═══ SUPPLIED RECORDS
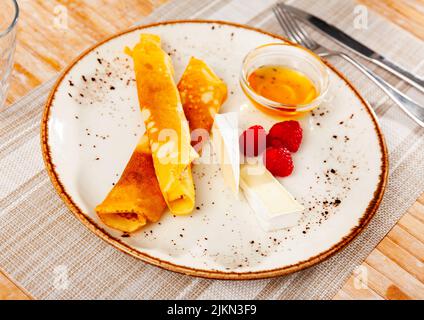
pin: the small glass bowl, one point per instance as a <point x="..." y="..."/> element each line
<point x="291" y="56"/>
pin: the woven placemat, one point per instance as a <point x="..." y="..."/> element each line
<point x="51" y="255"/>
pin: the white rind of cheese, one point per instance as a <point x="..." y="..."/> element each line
<point x="226" y="145"/>
<point x="274" y="207"/>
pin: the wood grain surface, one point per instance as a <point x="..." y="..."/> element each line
<point x="52" y="32"/>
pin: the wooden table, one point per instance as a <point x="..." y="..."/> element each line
<point x="52" y="32"/>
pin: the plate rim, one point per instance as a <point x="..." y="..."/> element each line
<point x="211" y="274"/>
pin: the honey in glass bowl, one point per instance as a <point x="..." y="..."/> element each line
<point x="282" y="84"/>
<point x="284" y="79"/>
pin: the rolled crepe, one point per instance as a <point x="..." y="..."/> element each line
<point x="136" y="198"/>
<point x="202" y="94"/>
<point x="128" y="206"/>
<point x="166" y="124"/>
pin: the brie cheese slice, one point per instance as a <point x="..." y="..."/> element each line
<point x="274" y="207"/>
<point x="226" y="145"/>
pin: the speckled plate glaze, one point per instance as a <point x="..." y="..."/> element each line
<point x="92" y="123"/>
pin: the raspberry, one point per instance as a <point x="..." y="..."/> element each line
<point x="253" y="141"/>
<point x="285" y="134"/>
<point x="278" y="161"/>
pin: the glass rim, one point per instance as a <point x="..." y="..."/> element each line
<point x="274" y="105"/>
<point x="14" y="21"/>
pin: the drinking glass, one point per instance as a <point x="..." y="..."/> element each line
<point x="9" y="12"/>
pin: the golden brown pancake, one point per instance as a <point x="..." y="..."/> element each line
<point x="137" y="198"/>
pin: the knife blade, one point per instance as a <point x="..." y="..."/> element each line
<point x="353" y="45"/>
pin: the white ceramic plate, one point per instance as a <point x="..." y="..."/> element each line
<point x="92" y="123"/>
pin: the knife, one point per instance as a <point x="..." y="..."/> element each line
<point x="349" y="43"/>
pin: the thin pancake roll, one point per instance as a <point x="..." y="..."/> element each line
<point x="202" y="94"/>
<point x="136" y="198"/>
<point x="166" y="124"/>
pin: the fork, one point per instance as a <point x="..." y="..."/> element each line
<point x="297" y="34"/>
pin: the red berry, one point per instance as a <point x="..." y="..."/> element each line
<point x="285" y="134"/>
<point x="253" y="141"/>
<point x="278" y="161"/>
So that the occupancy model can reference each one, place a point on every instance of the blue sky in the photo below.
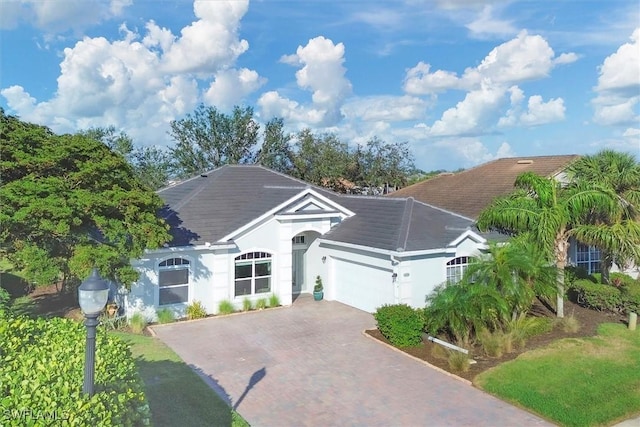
(463, 81)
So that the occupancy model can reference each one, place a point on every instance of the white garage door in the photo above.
(363, 286)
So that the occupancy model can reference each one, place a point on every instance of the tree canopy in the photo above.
(69, 203)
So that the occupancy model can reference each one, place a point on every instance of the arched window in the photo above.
(253, 273)
(173, 280)
(456, 268)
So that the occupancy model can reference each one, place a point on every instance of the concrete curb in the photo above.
(447, 373)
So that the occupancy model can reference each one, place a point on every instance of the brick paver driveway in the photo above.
(309, 364)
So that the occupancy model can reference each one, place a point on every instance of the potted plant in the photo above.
(318, 289)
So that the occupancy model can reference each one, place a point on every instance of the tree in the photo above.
(518, 271)
(152, 165)
(549, 212)
(208, 138)
(321, 160)
(69, 203)
(384, 164)
(617, 236)
(275, 152)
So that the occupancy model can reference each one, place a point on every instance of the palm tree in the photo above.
(548, 211)
(518, 271)
(617, 236)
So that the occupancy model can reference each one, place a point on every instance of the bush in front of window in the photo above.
(274, 301)
(137, 323)
(226, 307)
(400, 324)
(261, 304)
(195, 310)
(166, 316)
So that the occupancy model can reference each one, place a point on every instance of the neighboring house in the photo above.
(249, 232)
(470, 191)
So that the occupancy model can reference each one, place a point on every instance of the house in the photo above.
(470, 191)
(247, 232)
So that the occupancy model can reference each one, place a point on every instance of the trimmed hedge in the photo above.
(622, 298)
(400, 324)
(42, 370)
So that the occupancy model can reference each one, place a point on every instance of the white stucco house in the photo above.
(245, 231)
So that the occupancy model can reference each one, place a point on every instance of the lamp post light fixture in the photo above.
(92, 296)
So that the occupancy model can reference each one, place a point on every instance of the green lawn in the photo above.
(176, 394)
(575, 382)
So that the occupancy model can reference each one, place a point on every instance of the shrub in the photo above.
(400, 324)
(226, 307)
(274, 301)
(42, 372)
(196, 310)
(492, 343)
(458, 361)
(597, 296)
(166, 316)
(261, 303)
(137, 323)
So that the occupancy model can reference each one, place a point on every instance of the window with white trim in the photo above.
(456, 268)
(173, 281)
(252, 273)
(588, 258)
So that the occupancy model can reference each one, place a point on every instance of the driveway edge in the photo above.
(447, 373)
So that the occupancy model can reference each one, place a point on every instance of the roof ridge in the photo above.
(403, 234)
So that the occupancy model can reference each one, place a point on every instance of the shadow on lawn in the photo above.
(177, 397)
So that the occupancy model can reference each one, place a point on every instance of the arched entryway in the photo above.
(300, 244)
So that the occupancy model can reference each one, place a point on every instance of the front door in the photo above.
(297, 270)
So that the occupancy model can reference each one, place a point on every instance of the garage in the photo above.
(362, 286)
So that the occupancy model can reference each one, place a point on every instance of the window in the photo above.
(588, 257)
(173, 280)
(253, 273)
(456, 268)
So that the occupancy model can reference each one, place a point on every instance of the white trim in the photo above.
(469, 233)
(283, 205)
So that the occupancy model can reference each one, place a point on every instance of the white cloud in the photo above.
(135, 83)
(211, 42)
(54, 16)
(231, 86)
(537, 113)
(472, 115)
(419, 81)
(322, 74)
(486, 25)
(524, 58)
(618, 89)
(386, 108)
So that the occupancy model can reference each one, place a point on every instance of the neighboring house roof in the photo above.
(470, 191)
(216, 204)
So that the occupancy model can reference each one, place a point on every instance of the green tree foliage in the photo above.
(616, 234)
(208, 138)
(548, 211)
(69, 203)
(276, 152)
(152, 165)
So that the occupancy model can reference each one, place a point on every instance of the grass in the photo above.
(575, 382)
(176, 394)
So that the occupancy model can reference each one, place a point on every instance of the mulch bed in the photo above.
(588, 319)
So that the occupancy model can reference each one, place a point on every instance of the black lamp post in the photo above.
(92, 296)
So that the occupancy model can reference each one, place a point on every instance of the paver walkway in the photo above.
(310, 365)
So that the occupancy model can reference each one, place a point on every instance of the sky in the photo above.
(462, 81)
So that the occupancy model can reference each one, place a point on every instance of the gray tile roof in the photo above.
(211, 206)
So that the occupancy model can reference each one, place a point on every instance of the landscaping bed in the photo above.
(589, 321)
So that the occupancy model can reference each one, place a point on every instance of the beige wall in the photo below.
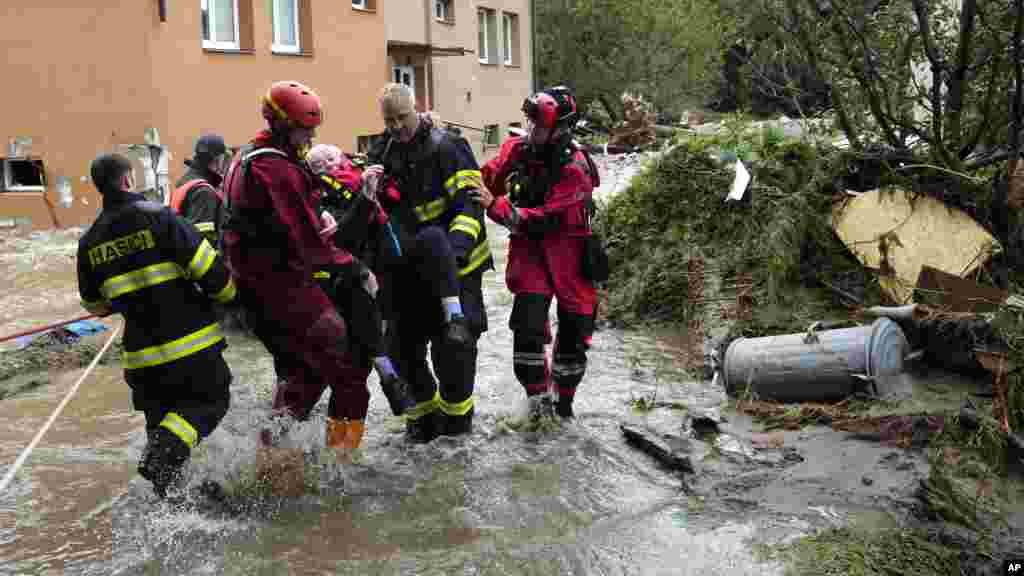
(474, 93)
(77, 81)
(77, 101)
(406, 18)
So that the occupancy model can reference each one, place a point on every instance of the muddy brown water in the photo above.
(574, 499)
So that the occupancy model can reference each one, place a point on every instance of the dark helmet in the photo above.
(553, 108)
(210, 147)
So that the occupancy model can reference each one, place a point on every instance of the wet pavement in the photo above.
(508, 499)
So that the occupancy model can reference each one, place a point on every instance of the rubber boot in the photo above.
(425, 428)
(396, 391)
(344, 435)
(458, 425)
(163, 460)
(541, 407)
(563, 408)
(457, 331)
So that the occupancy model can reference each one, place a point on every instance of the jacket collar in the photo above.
(120, 199)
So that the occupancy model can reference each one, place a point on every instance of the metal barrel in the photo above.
(816, 366)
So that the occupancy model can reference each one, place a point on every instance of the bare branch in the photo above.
(924, 24)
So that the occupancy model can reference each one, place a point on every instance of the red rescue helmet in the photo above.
(293, 103)
(552, 108)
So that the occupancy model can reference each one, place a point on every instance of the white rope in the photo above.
(39, 436)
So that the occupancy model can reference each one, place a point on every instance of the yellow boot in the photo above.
(344, 436)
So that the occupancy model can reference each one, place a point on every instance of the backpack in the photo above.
(243, 223)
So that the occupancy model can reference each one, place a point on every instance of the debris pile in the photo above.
(637, 127)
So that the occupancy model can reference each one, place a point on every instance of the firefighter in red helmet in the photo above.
(273, 243)
(540, 187)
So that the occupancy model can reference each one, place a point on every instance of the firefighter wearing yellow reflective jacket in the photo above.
(423, 175)
(141, 260)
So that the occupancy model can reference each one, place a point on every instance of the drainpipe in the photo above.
(428, 66)
(532, 46)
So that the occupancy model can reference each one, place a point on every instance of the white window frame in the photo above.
(403, 69)
(214, 43)
(443, 14)
(482, 16)
(8, 177)
(275, 45)
(507, 44)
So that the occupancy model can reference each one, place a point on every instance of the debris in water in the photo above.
(648, 442)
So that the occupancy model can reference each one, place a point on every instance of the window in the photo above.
(24, 174)
(442, 10)
(510, 38)
(486, 36)
(286, 27)
(220, 24)
(406, 75)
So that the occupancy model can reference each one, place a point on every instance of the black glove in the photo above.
(536, 228)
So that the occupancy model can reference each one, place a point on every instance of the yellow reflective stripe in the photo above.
(202, 260)
(181, 428)
(226, 293)
(138, 279)
(97, 306)
(457, 408)
(174, 350)
(467, 224)
(463, 178)
(432, 209)
(476, 257)
(423, 408)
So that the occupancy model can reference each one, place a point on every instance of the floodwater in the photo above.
(567, 499)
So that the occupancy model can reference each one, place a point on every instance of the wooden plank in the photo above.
(960, 294)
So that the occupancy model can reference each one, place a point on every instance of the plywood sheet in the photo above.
(927, 233)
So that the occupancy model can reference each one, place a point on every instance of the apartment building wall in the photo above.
(78, 82)
(119, 70)
(458, 86)
(481, 93)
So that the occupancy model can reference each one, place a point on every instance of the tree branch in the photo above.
(986, 113)
(957, 78)
(812, 56)
(938, 67)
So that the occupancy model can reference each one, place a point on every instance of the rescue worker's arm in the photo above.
(200, 260)
(295, 209)
(88, 287)
(563, 209)
(462, 179)
(203, 207)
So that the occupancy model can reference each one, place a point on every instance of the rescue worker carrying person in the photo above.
(140, 260)
(541, 187)
(364, 231)
(273, 244)
(423, 176)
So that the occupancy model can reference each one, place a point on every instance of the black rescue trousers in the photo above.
(427, 277)
(183, 402)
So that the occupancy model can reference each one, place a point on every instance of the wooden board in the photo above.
(927, 233)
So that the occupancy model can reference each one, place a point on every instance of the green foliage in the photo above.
(779, 236)
(854, 551)
(939, 72)
(659, 48)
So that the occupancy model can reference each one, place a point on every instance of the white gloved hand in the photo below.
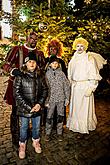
(73, 82)
(88, 92)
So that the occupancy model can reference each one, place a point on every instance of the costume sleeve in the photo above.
(66, 88)
(94, 76)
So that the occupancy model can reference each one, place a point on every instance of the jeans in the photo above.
(24, 124)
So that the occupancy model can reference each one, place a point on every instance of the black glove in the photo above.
(16, 72)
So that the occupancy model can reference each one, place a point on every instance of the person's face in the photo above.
(80, 48)
(32, 41)
(31, 65)
(54, 65)
(53, 51)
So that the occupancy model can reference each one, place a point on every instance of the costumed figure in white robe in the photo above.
(83, 74)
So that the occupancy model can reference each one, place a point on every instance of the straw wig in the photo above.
(80, 41)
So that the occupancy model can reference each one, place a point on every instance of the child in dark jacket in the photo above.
(59, 93)
(30, 91)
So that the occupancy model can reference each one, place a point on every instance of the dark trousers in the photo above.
(44, 115)
(14, 126)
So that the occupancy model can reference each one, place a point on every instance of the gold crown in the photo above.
(80, 41)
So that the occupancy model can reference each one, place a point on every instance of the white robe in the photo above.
(83, 74)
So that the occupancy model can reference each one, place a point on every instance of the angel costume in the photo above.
(83, 73)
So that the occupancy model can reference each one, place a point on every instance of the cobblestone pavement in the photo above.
(92, 149)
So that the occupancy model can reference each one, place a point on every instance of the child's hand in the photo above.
(36, 108)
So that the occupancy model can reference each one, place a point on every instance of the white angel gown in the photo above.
(83, 73)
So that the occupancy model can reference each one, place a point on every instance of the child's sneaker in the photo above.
(22, 149)
(47, 138)
(36, 146)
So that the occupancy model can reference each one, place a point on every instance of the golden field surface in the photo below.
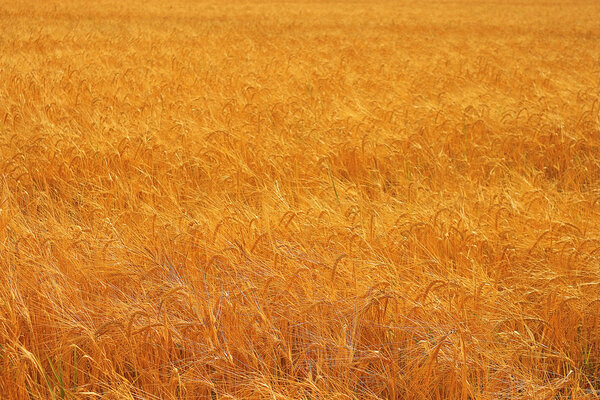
(299, 200)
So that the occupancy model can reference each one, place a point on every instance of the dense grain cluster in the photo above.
(299, 200)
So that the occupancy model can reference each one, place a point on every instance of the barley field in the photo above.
(299, 199)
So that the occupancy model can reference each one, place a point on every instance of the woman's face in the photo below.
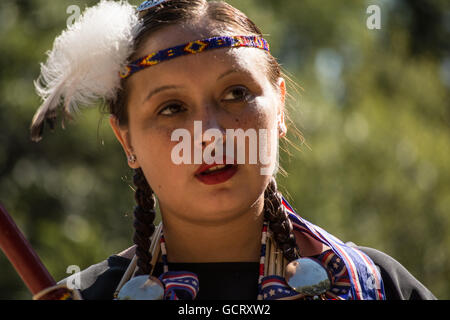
(223, 89)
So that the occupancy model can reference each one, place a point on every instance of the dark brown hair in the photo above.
(174, 12)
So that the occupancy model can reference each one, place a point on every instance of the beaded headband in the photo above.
(193, 48)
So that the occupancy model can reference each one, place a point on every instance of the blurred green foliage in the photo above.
(373, 107)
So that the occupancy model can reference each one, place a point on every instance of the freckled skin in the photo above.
(204, 96)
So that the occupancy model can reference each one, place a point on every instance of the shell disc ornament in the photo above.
(308, 277)
(142, 288)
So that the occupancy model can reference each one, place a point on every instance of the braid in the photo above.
(278, 218)
(144, 214)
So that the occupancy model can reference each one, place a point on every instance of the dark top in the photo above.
(238, 281)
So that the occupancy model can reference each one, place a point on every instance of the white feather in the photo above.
(85, 61)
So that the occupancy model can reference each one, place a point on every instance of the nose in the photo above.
(209, 127)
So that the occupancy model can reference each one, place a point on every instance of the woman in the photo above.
(226, 232)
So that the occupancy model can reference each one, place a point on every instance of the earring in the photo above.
(282, 129)
(132, 159)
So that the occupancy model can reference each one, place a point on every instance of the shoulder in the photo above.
(399, 283)
(99, 281)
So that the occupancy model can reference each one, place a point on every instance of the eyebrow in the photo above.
(160, 89)
(227, 73)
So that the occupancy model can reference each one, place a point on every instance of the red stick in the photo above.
(24, 259)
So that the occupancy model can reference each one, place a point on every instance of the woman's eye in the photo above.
(171, 109)
(236, 94)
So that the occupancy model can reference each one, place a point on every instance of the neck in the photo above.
(237, 239)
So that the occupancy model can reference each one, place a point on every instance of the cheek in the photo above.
(260, 114)
(153, 149)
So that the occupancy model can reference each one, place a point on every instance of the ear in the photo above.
(123, 136)
(280, 112)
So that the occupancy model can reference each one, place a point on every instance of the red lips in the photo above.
(218, 176)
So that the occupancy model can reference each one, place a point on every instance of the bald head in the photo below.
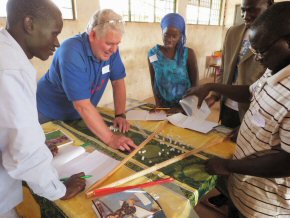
(17, 10)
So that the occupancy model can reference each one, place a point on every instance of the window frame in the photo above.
(73, 4)
(210, 14)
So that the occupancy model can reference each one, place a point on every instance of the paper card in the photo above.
(106, 69)
(145, 115)
(66, 154)
(189, 105)
(153, 58)
(192, 123)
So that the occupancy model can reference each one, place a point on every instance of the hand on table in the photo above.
(211, 100)
(74, 185)
(53, 149)
(168, 111)
(217, 166)
(122, 124)
(121, 142)
(201, 92)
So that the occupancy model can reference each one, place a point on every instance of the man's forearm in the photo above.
(93, 120)
(239, 93)
(119, 95)
(273, 165)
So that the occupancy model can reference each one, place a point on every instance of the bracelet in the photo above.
(120, 115)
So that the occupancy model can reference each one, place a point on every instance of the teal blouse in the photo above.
(171, 80)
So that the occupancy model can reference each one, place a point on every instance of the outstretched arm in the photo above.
(152, 76)
(192, 67)
(273, 165)
(119, 94)
(96, 124)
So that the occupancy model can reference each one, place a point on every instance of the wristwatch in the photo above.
(123, 115)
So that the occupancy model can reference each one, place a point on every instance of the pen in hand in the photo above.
(83, 177)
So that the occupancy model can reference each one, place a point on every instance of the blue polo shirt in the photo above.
(75, 74)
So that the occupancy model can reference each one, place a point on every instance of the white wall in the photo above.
(138, 39)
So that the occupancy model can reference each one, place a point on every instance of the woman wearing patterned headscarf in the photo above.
(173, 67)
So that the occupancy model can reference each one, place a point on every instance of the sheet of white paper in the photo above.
(145, 115)
(67, 153)
(189, 105)
(177, 119)
(192, 123)
(136, 115)
(203, 126)
(96, 164)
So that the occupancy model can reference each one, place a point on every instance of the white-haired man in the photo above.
(78, 76)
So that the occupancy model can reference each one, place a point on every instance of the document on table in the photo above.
(145, 115)
(75, 159)
(189, 105)
(192, 123)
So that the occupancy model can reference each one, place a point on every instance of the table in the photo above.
(190, 177)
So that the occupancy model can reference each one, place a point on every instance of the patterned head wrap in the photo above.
(176, 20)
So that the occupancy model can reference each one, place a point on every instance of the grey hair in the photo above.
(100, 22)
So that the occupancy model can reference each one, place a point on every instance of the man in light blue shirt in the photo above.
(78, 76)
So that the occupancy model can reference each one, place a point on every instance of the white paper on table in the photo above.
(96, 164)
(66, 153)
(189, 105)
(192, 123)
(145, 115)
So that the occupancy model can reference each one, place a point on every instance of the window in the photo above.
(66, 7)
(204, 12)
(140, 10)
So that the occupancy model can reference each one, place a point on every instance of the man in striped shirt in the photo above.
(259, 174)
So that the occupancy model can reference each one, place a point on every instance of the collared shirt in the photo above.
(75, 74)
(23, 154)
(266, 125)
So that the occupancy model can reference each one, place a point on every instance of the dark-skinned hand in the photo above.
(201, 92)
(74, 185)
(217, 166)
(53, 149)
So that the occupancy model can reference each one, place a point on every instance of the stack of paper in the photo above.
(145, 115)
(195, 119)
(192, 123)
(72, 159)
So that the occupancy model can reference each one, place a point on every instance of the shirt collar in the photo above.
(11, 41)
(280, 75)
(88, 48)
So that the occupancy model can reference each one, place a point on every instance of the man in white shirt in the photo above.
(31, 31)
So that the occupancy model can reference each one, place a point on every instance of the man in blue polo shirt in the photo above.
(79, 74)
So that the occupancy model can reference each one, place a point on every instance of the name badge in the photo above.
(106, 69)
(258, 119)
(153, 58)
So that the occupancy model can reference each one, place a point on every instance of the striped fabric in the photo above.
(266, 124)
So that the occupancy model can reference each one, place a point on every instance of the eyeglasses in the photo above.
(112, 22)
(261, 54)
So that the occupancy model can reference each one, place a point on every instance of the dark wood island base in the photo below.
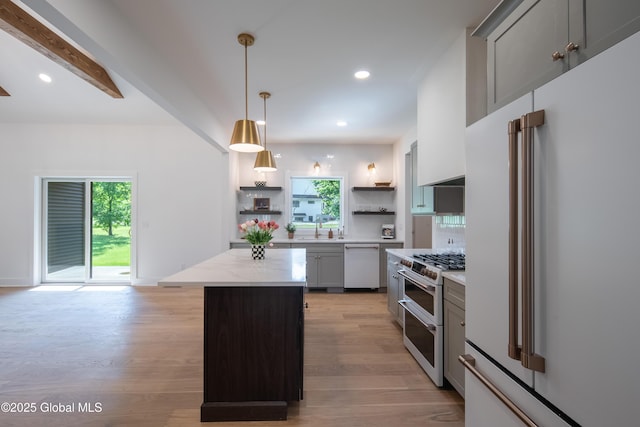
(253, 360)
(243, 411)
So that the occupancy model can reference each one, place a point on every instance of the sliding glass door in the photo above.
(86, 230)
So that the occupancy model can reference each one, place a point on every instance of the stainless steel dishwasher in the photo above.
(361, 265)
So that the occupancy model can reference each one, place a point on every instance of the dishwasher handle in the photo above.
(376, 247)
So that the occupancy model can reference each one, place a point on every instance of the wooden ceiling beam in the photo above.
(29, 30)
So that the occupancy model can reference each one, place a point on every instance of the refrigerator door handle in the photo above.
(513, 349)
(529, 359)
(470, 364)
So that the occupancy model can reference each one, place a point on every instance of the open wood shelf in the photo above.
(373, 213)
(260, 212)
(254, 188)
(373, 188)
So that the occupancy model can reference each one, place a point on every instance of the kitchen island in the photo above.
(253, 332)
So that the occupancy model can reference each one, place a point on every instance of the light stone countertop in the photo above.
(456, 276)
(325, 239)
(235, 267)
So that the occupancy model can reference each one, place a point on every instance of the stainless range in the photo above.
(422, 303)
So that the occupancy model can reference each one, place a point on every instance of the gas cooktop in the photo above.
(444, 261)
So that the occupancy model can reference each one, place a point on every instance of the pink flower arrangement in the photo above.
(258, 232)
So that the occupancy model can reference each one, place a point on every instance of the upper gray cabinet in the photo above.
(542, 39)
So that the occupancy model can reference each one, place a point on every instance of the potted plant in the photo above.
(291, 229)
(259, 234)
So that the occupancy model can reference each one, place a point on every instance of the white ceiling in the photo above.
(180, 59)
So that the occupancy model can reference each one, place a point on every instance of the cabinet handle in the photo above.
(470, 363)
(571, 47)
(530, 360)
(513, 350)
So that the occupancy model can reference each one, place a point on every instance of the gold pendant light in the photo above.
(245, 137)
(264, 159)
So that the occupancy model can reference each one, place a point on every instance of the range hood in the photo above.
(457, 182)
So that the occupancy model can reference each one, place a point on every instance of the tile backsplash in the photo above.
(448, 232)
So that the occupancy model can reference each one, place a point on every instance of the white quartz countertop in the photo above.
(409, 252)
(325, 239)
(456, 276)
(235, 267)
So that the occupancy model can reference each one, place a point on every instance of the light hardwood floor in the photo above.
(138, 354)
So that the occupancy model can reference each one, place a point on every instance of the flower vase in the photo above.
(257, 251)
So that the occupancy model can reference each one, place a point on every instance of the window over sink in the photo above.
(317, 201)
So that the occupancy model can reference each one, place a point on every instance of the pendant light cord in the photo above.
(264, 99)
(246, 85)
══════
● REQUIREMENT
Your task is to extract the lines running from the one with "cooktop in the photo above." to the end of the material, inclusive, copying each exactly and adding nothing.

● TASK RESPONSE
So that the occupancy model can reference each one, place a point on every instance of the gas cooktop in the photo above.
(444, 261)
So that the occupancy model can reference each one, place a point on every instance of the pink flower arrangement in the photo above.
(258, 232)
So that the occupancy model can reference each one, place a point on every instance of the upper gray cabinet in the photo above.
(542, 39)
So that the occupancy model can reference each one, place a point on every instance of the potted plant in the photo above.
(291, 229)
(259, 234)
So that the occupancy model can reference each one, place a point on every instance of the white ceiling in the photo above.
(180, 59)
So that the occupancy model can reference each one, place a point on every instance of the cabinet handle in the photo above.
(470, 363)
(571, 47)
(530, 360)
(513, 350)
So that the occupancy model can reference each one, place a point on every instance of the gold pendant light in the photo above.
(245, 137)
(264, 159)
So that the occupancy model can reference each one, place a point on every instance of the range hood in the photo above.
(457, 182)
So that the occupancy model can reference each one, place a point on every instance of the tile backsplash in the photo above.
(448, 232)
So that the occupancy model can reference each one, place a point on every instance of the white quartz countertop in the photo above.
(409, 252)
(325, 239)
(456, 276)
(235, 267)
So that the occupancy model can reference each one, place a point on every instance of the light hardwood floor in the photo above.
(138, 354)
So that the occupancy model can reference each one, place a point on every instance of the flower vase in the photo above.
(257, 251)
So that the occupancy model can reference each one, place a point on every instance of the window over sink in the photo above.
(317, 201)
So that the occupancy model can reference each one, place a point on every instance of the pendant light cord in the photo above.
(264, 99)
(246, 85)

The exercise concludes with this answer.